(Object pointing dataset rows)
↓↓↓
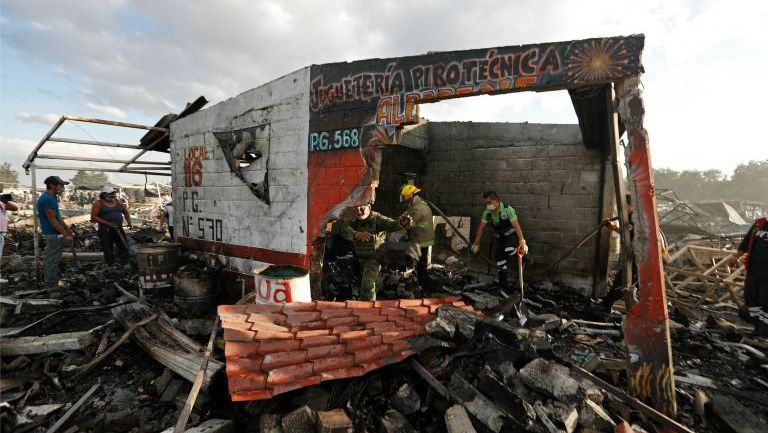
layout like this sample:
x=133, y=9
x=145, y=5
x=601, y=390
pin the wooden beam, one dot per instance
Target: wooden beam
x=646, y=325
x=72, y=410
x=619, y=189
x=48, y=343
x=192, y=397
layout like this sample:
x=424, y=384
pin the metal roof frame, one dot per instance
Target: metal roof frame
x=131, y=165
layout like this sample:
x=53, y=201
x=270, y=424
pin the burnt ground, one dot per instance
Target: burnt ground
x=138, y=394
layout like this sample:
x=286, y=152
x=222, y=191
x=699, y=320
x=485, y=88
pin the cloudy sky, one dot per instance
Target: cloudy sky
x=137, y=60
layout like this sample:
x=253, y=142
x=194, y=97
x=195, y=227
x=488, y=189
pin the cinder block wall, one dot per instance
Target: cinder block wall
x=542, y=170
x=214, y=210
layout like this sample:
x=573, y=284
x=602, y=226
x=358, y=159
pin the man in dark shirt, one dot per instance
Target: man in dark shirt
x=55, y=232
x=753, y=251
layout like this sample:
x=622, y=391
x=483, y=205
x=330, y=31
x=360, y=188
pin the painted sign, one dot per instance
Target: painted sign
x=193, y=165
x=378, y=96
x=395, y=86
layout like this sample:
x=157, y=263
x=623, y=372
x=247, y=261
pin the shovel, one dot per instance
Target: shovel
x=75, y=236
x=131, y=251
x=511, y=305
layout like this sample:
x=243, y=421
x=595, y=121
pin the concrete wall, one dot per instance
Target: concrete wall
x=215, y=210
x=543, y=171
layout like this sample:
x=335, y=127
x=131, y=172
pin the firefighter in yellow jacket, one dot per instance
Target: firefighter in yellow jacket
x=420, y=227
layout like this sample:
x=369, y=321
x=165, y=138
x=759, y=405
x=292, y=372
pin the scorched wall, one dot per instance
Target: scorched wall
x=240, y=176
x=544, y=171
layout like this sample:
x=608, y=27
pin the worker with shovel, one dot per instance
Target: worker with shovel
x=367, y=233
x=753, y=252
x=508, y=234
x=109, y=213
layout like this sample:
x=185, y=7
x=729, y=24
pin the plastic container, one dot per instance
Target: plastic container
x=281, y=284
x=194, y=293
x=157, y=263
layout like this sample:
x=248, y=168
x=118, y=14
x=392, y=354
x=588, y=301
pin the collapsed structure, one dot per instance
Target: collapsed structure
x=259, y=177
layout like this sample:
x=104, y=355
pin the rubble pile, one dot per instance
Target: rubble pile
x=98, y=354
x=705, y=269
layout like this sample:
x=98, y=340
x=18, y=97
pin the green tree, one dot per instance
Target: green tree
x=750, y=181
x=90, y=179
x=8, y=176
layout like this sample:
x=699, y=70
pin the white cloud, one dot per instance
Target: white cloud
x=42, y=118
x=703, y=59
x=107, y=109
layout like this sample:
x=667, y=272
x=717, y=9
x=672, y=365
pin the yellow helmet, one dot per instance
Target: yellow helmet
x=408, y=191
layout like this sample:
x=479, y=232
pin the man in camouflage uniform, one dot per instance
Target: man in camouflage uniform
x=367, y=233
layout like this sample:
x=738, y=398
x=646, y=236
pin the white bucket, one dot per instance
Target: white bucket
x=281, y=284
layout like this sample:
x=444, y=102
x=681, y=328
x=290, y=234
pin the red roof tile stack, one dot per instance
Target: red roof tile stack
x=272, y=349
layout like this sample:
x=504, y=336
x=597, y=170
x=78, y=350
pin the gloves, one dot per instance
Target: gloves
x=522, y=247
x=362, y=236
x=406, y=220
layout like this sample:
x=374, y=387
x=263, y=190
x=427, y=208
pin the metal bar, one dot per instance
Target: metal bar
x=158, y=167
x=31, y=156
x=109, y=170
x=113, y=161
x=650, y=412
x=114, y=123
x=646, y=326
x=144, y=150
x=619, y=188
x=93, y=143
x=35, y=241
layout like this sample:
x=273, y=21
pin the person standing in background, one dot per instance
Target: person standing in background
x=168, y=215
x=109, y=212
x=55, y=232
x=753, y=251
x=6, y=204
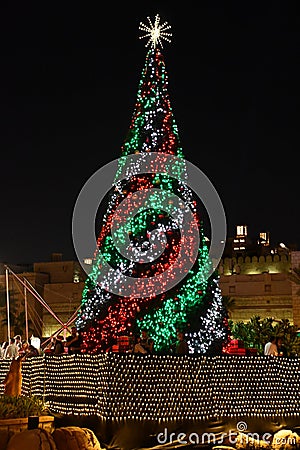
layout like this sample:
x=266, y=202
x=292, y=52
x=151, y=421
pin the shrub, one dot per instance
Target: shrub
x=21, y=406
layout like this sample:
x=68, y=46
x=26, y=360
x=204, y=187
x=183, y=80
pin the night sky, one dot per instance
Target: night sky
x=69, y=79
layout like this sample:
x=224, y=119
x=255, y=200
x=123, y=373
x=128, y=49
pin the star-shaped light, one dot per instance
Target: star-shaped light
x=155, y=32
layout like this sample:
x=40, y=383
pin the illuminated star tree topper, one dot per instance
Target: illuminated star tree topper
x=155, y=32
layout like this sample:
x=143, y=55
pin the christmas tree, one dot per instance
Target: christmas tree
x=167, y=265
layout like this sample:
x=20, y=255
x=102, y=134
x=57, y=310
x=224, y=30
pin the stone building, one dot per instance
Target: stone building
x=258, y=285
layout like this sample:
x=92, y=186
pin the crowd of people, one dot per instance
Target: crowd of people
x=18, y=348
x=142, y=345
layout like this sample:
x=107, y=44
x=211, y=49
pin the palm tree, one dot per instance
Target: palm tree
x=294, y=276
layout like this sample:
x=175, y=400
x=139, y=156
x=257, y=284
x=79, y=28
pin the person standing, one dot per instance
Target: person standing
x=281, y=349
x=11, y=350
x=270, y=347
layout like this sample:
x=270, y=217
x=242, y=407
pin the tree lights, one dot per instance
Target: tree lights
x=151, y=235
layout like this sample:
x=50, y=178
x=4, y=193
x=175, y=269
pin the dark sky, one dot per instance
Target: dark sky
x=68, y=84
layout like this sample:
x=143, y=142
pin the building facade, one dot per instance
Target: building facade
x=257, y=285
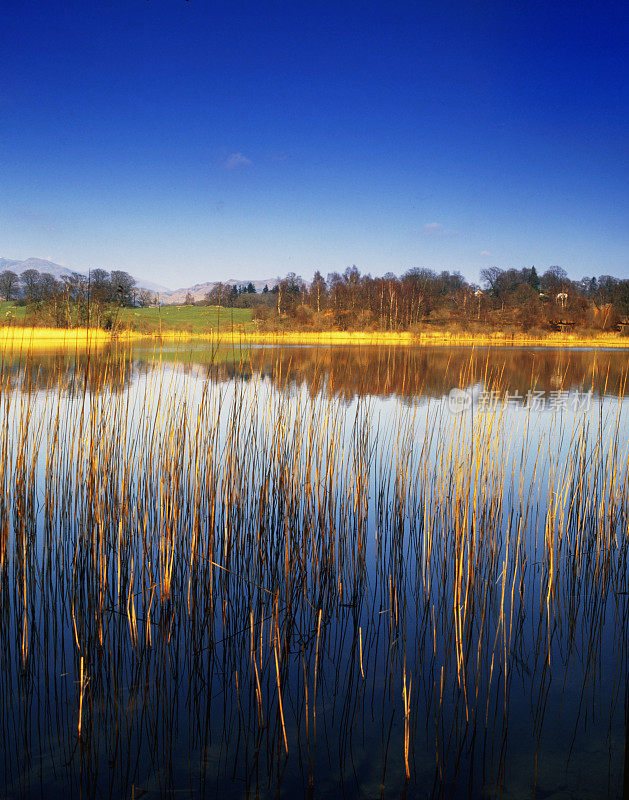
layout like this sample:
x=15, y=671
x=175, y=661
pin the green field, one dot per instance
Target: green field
x=194, y=319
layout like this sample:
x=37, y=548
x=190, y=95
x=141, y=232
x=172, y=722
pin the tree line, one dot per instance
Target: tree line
x=74, y=299
x=513, y=298
x=519, y=299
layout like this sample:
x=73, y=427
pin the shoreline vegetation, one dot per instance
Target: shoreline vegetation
x=40, y=337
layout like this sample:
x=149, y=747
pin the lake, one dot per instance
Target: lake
x=319, y=572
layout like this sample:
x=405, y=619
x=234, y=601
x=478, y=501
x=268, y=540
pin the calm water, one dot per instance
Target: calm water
x=346, y=572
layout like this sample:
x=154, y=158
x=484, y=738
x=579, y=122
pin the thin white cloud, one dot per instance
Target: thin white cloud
↑↑↑
### What to produce:
Nothing in the entries above should change when they are printed again, except that the pictures are dropped.

### Worked answer:
layout like this sample:
x=133, y=9
x=145, y=5
x=601, y=390
pin the wooden beam, one dot per instance
Target: wooden beam
x=646, y=325
x=72, y=410
x=619, y=189
x=48, y=343
x=192, y=397
layout like this sample:
x=424, y=384
pin the metal roof frame, one dot per instance
Target: metal roof frame
x=131, y=165
layout like this sample:
x=53, y=201
x=270, y=424
pin the burnt ground, one dot per instance
Target: burnt ground
x=138, y=394
layout like this sample:
x=286, y=152
x=222, y=191
x=699, y=320
x=485, y=88
pin the cloudy sky, one dot per instance
Target: cloudy sky
x=137, y=60
layout like this sample:
x=253, y=142
x=194, y=97
x=195, y=227
x=488, y=189
pin the cinder block wall, one dot per instance
Target: cinder block wall
x=542, y=170
x=214, y=210
layout like this sample:
x=573, y=284
x=602, y=226
x=358, y=159
pin the man in dark shirt, one dot per instance
Target: man in dark shirt
x=55, y=232
x=753, y=251
layout like this sample:
x=622, y=391
x=483, y=205
x=330, y=31
x=360, y=188
pin the painted sign, one dot per instance
Target: painted sign
x=193, y=165
x=378, y=96
x=395, y=86
layout like this sample:
x=157, y=263
x=623, y=372
x=247, y=261
pin the shovel, one dot per instance
Target: shovel
x=75, y=236
x=131, y=251
x=511, y=305
layout like this sample:
x=243, y=421
x=595, y=121
pin the concrete wall, one dot per instance
Target: concrete wall
x=215, y=210
x=543, y=171
layout like this sample:
x=335, y=127
x=131, y=172
pin the firefighter in yellow jacket, one dot per instance
Target: firefighter in yellow jacket
x=420, y=227
layout like this sample:
x=369, y=321
x=165, y=138
x=759, y=405
x=292, y=372
pin the scorched wall, one dot per instance
Target: scorched wall
x=240, y=176
x=544, y=171
layout like this sample:
x=608, y=27
pin the worker with shovel, one dot per instance
Target: worker with shovel
x=367, y=233
x=753, y=252
x=508, y=234
x=109, y=213
layout like this sample:
x=185, y=7
x=729, y=24
pin the plastic container, one dot per instance
Target: plastic container
x=281, y=284
x=194, y=293
x=157, y=263
layout like this sample:
x=248, y=168
x=118, y=14
x=392, y=354
x=588, y=301
pin the collapsed structure, one dot per instance
Target: collapsed structure
x=259, y=177
layout like this sample:
x=104, y=355
pin the rubble pile, one dot per instance
Target: rubble pile
x=98, y=354
x=705, y=269
layout like this sample:
x=98, y=340
x=18, y=97
pin the green tree, one dot per instance
Target: green tree
x=750, y=181
x=90, y=179
x=8, y=176
layout like this sample:
x=699, y=70
pin the white cloud, one dot per instance
Target: white cloud
x=42, y=118
x=703, y=59
x=107, y=109
layout like this sample:
x=667, y=272
x=717, y=9
x=672, y=365
pin the yellow helmet, one dot per instance
Target: yellow helmet
x=408, y=191
layout like this sample:
x=479, y=232
pin the man in camouflage uniform, one dot per instance
Target: man in camouflage uniform
x=367, y=233
layout like this sample:
x=738, y=398
x=646, y=236
pin the white bucket, one dot per instance
Target: white bucket
x=281, y=284
layout like this sample:
x=444, y=102
x=681, y=328
x=290, y=234
pin the red roof tile stack, one dot per instance
Target: red roof tile stack
x=272, y=349
layout like this sample:
x=504, y=336
x=597, y=170
x=78, y=350
pin the gloves, one dot per instance
Target: gloves
x=522, y=247
x=362, y=236
x=406, y=220
layout like this sample:
x=374, y=387
x=263, y=190
x=427, y=208
pin the metal bar, one dot per instance
Target: metal bar
x=158, y=167
x=31, y=156
x=109, y=170
x=113, y=161
x=650, y=412
x=114, y=123
x=646, y=326
x=144, y=150
x=619, y=188
x=93, y=143
x=35, y=241
layout like this sample:
x=273, y=21
pin the person standing in background, one dot per instance
Target: person standing in background
x=168, y=215
x=109, y=212
x=55, y=232
x=753, y=251
x=6, y=204
layout like this sample:
x=266, y=202
x=292, y=52
x=151, y=421
pin the shrub, one dot per instance
Target: shrub
x=21, y=406
layout like this sample:
x=68, y=46
x=26, y=360
x=204, y=187
x=183, y=80
pin the night sky, one dot per instance
Target: night sky
x=69, y=79
layout like this sample:
x=224, y=119
x=255, y=200
x=123, y=373
x=128, y=49
pin the star-shaped light, one dot per instance
Target: star-shaped light
x=155, y=32
layout like this sample:
x=40, y=383
pin the illuminated star tree topper, one dot per instance
Target: illuminated star tree topper
x=155, y=32
layout like this sample:
x=143, y=55
pin the christmas tree, one dot per instance
Target: christmas tree
x=167, y=265
layout like this sample:
x=20, y=255
x=102, y=134
x=57, y=310
x=224, y=30
pin the stone building, one dot per instance
Target: stone building
x=258, y=285
layout like this sample:
x=92, y=186
pin the crowd of people, one dot per instance
Target: crowd of people
x=18, y=348
x=142, y=345
layout like this sample:
x=107, y=44
x=211, y=49
pin the palm tree, one dot per instance
Target: palm tree
x=294, y=276
layout like this sample:
x=175, y=400
x=139, y=156
x=257, y=284
x=79, y=28
pin the person standing, one dot per instance
Target: person standing
x=281, y=349
x=11, y=350
x=270, y=347
layout like this sample:
x=270, y=217
x=242, y=407
pin the tree lights, one dot per instance
Target: tree lights
x=151, y=235
layout like this sample:
x=50, y=178
x=4, y=193
x=175, y=269
pin the dark sky, one dot per instance
Target: dark sky
x=68, y=84
layout like this sample:
x=143, y=142
pin the building facade, one dot per instance
Target: building facade
x=257, y=285
layout like this sample:
x=15, y=671
x=175, y=661
pin the green field, one dot per instance
Target: green field
x=194, y=319
layout like this sample:
x=37, y=548
x=190, y=95
x=141, y=232
x=172, y=722
pin the tree line, one dot per instance
Target: tree line
x=74, y=299
x=513, y=298
x=519, y=299
layout like this sample:
x=73, y=427
pin the shoreline vegetation, one dot per instance
Target: shoreline vegetation
x=40, y=337
layout like this sample:
x=149, y=747
pin the lake, one dot per instance
Target: lake
x=319, y=572
layout like this sample:
x=405, y=619
x=234, y=601
x=478, y=501
x=268, y=540
pin the calm water, one dot per instance
Target: calm water
x=346, y=572
layout like this sample:
x=154, y=158
x=484, y=738
x=579, y=122
pin the thin white cloud, one dot per instance
Target: thin white cloud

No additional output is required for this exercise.